Work to complete:
From the line with "Study the scene above and determine whether any black bird" to the last line of the material, both inclusive, transcribe every line exactly and nothing else.

::::::

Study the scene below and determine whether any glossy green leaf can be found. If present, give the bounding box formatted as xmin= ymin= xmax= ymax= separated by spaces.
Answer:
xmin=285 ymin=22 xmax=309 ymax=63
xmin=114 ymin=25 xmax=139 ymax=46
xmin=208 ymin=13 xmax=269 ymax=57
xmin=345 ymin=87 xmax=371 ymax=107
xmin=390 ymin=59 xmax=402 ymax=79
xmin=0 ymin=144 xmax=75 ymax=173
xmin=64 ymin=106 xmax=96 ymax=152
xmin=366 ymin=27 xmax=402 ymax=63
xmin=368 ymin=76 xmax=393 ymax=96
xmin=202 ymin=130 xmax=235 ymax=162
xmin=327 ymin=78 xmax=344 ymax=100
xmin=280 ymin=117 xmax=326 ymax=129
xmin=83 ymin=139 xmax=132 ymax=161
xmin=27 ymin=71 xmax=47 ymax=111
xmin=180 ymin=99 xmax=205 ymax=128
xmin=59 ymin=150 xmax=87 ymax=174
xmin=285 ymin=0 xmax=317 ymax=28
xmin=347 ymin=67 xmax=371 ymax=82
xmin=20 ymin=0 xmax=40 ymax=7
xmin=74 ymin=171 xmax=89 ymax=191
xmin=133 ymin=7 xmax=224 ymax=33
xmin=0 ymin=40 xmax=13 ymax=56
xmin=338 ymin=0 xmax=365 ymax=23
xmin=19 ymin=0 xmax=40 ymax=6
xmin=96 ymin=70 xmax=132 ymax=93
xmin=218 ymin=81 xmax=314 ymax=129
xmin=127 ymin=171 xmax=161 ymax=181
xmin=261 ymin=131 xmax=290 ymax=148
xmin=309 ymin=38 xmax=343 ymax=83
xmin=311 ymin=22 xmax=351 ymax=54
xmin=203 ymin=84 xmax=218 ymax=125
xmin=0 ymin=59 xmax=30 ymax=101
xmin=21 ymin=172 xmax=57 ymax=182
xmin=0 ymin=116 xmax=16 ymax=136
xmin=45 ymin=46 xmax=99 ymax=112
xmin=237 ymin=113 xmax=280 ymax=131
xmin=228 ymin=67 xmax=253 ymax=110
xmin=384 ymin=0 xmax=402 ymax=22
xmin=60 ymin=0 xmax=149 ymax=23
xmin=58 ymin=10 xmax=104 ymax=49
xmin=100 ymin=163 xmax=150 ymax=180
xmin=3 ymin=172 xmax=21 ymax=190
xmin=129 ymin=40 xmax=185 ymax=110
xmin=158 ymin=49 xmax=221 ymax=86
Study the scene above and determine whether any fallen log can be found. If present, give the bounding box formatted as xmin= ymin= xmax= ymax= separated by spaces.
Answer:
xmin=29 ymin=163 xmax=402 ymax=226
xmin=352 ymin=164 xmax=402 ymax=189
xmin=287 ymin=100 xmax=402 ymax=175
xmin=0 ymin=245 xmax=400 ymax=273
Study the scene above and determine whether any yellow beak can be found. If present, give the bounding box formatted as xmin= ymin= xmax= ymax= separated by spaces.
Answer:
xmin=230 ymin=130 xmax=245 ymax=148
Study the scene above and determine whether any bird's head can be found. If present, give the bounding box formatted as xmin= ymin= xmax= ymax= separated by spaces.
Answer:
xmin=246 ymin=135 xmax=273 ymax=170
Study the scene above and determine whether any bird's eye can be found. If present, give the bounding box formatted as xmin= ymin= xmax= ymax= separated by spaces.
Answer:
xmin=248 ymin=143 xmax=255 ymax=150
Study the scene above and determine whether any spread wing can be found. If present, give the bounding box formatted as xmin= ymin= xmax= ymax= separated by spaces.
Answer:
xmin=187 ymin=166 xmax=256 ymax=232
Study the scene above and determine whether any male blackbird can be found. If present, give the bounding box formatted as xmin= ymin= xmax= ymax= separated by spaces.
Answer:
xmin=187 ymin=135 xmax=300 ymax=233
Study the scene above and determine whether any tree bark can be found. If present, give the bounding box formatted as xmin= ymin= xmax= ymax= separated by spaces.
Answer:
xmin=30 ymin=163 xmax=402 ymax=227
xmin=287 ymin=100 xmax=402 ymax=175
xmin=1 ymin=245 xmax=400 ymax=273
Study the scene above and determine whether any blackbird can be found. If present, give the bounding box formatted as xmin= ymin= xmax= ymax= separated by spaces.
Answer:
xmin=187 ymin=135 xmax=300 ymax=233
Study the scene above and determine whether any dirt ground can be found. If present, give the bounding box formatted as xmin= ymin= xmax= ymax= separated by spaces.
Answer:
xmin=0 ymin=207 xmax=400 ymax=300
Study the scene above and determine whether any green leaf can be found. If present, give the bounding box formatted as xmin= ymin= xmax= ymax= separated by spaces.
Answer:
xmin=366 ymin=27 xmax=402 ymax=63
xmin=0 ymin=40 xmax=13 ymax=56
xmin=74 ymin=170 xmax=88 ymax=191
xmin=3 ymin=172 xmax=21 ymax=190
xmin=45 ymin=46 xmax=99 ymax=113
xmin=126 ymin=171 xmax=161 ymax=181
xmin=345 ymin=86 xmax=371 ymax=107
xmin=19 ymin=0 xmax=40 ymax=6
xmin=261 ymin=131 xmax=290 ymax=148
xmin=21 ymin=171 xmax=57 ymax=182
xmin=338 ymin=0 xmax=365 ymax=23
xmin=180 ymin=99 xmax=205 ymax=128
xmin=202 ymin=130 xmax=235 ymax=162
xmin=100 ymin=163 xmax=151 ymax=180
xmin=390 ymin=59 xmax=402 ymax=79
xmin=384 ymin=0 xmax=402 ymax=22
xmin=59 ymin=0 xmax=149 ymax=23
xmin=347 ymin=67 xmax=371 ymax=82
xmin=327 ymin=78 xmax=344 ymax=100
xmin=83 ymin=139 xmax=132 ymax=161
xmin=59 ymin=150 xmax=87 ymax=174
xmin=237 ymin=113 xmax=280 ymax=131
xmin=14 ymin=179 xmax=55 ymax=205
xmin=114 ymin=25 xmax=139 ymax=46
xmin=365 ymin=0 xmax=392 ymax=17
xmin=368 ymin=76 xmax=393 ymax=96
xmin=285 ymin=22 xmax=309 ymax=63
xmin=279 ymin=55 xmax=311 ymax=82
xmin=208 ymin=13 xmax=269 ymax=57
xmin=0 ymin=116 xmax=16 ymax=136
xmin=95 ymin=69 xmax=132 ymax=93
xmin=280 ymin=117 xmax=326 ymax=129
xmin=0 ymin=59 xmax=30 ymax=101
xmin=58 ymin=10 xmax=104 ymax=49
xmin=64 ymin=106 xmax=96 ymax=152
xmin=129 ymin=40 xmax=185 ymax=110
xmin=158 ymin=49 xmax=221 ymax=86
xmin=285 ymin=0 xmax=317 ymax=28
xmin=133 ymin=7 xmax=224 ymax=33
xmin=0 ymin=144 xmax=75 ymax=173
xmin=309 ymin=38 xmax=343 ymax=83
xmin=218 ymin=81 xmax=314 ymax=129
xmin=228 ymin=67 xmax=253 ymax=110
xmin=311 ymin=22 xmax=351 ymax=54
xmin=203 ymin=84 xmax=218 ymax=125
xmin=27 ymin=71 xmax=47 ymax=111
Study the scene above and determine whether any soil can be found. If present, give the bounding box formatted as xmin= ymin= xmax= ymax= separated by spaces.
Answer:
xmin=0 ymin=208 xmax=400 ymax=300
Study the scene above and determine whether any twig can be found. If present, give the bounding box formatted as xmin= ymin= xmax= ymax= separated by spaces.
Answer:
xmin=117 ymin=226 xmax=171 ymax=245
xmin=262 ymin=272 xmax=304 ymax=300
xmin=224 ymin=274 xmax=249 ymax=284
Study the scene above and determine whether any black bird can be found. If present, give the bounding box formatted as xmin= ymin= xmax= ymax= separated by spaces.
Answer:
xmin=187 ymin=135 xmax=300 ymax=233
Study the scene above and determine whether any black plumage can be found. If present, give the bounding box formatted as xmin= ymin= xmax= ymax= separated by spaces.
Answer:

::::::

Answer area:
Study the scene above and determine whether any black bird can be found. If present, give the bounding box formatted as xmin= ymin= xmax= ymax= separated by spaces.
Answer:
xmin=187 ymin=135 xmax=300 ymax=233
Study the scene above and determine whether any black plumage can be found. If present, give the bounding box formatted as xmin= ymin= xmax= ymax= separated by spaces.
Answer:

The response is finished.